(Items from a dataset)

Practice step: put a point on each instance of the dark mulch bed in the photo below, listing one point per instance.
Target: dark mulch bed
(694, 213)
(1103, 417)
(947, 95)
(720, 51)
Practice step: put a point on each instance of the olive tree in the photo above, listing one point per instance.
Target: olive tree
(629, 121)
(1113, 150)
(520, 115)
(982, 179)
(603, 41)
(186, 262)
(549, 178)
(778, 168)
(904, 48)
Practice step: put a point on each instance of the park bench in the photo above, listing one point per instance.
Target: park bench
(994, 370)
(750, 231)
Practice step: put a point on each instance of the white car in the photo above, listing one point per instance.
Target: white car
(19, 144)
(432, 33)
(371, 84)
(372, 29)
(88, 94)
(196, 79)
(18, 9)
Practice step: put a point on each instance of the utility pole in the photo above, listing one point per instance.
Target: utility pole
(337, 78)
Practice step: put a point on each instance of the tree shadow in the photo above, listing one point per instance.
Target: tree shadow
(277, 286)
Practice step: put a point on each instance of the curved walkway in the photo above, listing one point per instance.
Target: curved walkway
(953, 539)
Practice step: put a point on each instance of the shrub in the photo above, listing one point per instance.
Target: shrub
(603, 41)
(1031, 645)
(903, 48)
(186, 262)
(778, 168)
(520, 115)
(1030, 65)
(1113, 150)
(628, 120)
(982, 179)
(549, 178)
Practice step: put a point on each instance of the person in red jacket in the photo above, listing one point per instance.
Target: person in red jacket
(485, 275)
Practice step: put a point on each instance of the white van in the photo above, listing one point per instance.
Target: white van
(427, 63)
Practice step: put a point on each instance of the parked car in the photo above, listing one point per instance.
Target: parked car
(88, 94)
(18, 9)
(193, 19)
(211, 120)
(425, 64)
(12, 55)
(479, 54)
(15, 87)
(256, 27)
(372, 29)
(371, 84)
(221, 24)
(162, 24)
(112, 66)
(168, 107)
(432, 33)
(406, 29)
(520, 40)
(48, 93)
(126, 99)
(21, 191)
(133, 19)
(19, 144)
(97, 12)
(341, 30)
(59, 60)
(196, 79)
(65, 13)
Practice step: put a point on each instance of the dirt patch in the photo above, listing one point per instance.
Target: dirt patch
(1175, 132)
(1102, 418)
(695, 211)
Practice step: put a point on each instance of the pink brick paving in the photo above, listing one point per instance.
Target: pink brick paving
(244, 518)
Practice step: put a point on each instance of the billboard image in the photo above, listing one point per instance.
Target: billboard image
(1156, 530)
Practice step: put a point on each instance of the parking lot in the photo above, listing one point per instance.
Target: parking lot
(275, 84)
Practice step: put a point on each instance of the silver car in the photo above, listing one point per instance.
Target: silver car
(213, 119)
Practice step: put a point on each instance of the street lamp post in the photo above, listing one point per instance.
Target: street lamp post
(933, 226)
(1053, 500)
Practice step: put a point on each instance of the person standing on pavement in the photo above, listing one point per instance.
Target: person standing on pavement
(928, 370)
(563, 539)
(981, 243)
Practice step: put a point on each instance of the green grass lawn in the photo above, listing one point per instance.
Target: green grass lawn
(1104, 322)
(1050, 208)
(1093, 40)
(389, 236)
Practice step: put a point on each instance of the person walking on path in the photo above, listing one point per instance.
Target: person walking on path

**ACTIVITY**:
Provide a faithful, complete copy of the entries above.

**RESPONSE AREA**:
Practice step: put a point on each instance of the dark mulch bed in the photo below, listing one point per instance.
Target: dark mulch bed
(694, 213)
(1103, 417)
(947, 95)
(720, 51)
Practice step: put a point on each instance of the olive tree in the photo above, listing one point per instance.
Target: olive tree
(629, 121)
(1113, 150)
(520, 115)
(982, 179)
(603, 41)
(186, 262)
(549, 178)
(778, 168)
(904, 48)
Practice step: put a point on each instance of the park bench in the photo above, listing one point per instance.
Target: park bench
(994, 370)
(750, 231)
Practice step: put a point on each instance of the white car in the photo above, listing one point per instance.
Target: white car
(19, 144)
(432, 33)
(371, 84)
(372, 29)
(88, 94)
(196, 79)
(18, 9)
Practice step: put a point on each instance of the utility pole in the photo above, listing one point per instance.
Target: utility pole
(337, 78)
Practice step: put a point on each instance of the tree shadow in the photo above, listing one point per instance.
Target: tree shadow
(277, 286)
Practice step: put a point on each instance of the curved walkway in the photo above, listing one point per instance.
Target: curved walkway
(953, 539)
Practice step: put a point on each instance of the shrub in the photo above, listing one point per instance.
Target: shrub
(603, 41)
(1031, 645)
(903, 48)
(186, 262)
(778, 168)
(520, 115)
(1030, 65)
(1113, 150)
(628, 120)
(982, 179)
(549, 178)
Practice step: put a point on each instance of the person in red jacket in the photo above, listing one point per instance.
Target: person in red jacket
(485, 275)
Practice step: put a point on each instance of the white van in the photo above, listing one point per instance.
Target: white van
(427, 63)
Practice step: put a point on each instance of the parked car in the photo above, listing one point per instance.
Target: parked car
(88, 94)
(18, 9)
(193, 19)
(211, 120)
(425, 64)
(12, 55)
(479, 54)
(15, 87)
(256, 27)
(372, 29)
(371, 84)
(221, 24)
(162, 24)
(112, 66)
(168, 107)
(432, 33)
(406, 29)
(520, 40)
(48, 93)
(126, 99)
(21, 191)
(133, 19)
(19, 144)
(97, 12)
(341, 30)
(59, 60)
(196, 79)
(65, 13)
Practice step: put a point on each instance of the dirt patch in the photo above, listing one point per instance.
Target: dirt patch
(1175, 132)
(1102, 418)
(695, 211)
Practice step: put a point on each instance of the pink brick paving in the photo above, listing one point per instance.
Target: pink brick paving
(244, 518)
Practice step: put a point on each instance of the billboard image in the photo above, listing one point per instance.
Target: billboard image
(1156, 530)
Practice step: put a point on each instance of the parking lot in the photo above, listing one point per instance.
Target: parking lot
(275, 84)
Practice step: put a point on each instance of the silver car in the photo above, listing one point per instance.
Target: silver car
(213, 119)
Practice step: put a point on each instance of the street lamp post in the photo above, listing one point per instance.
Target: street lamp post
(933, 226)
(1053, 500)
Practice step: put a point on each instance of the person standing on pavement in the photo above, listing one point per instance.
Target: person standing on pavement
(928, 370)
(563, 539)
(981, 243)
Practice step: put a point on each instance of the green grass lawn in the photo above, listing one point per instance.
Target: green grass lawn
(1104, 322)
(1050, 208)
(1093, 40)
(389, 236)
Practice step: put a point on each instance of the person walking on path in the photo above, listing one point per instance.
Target: person walking on path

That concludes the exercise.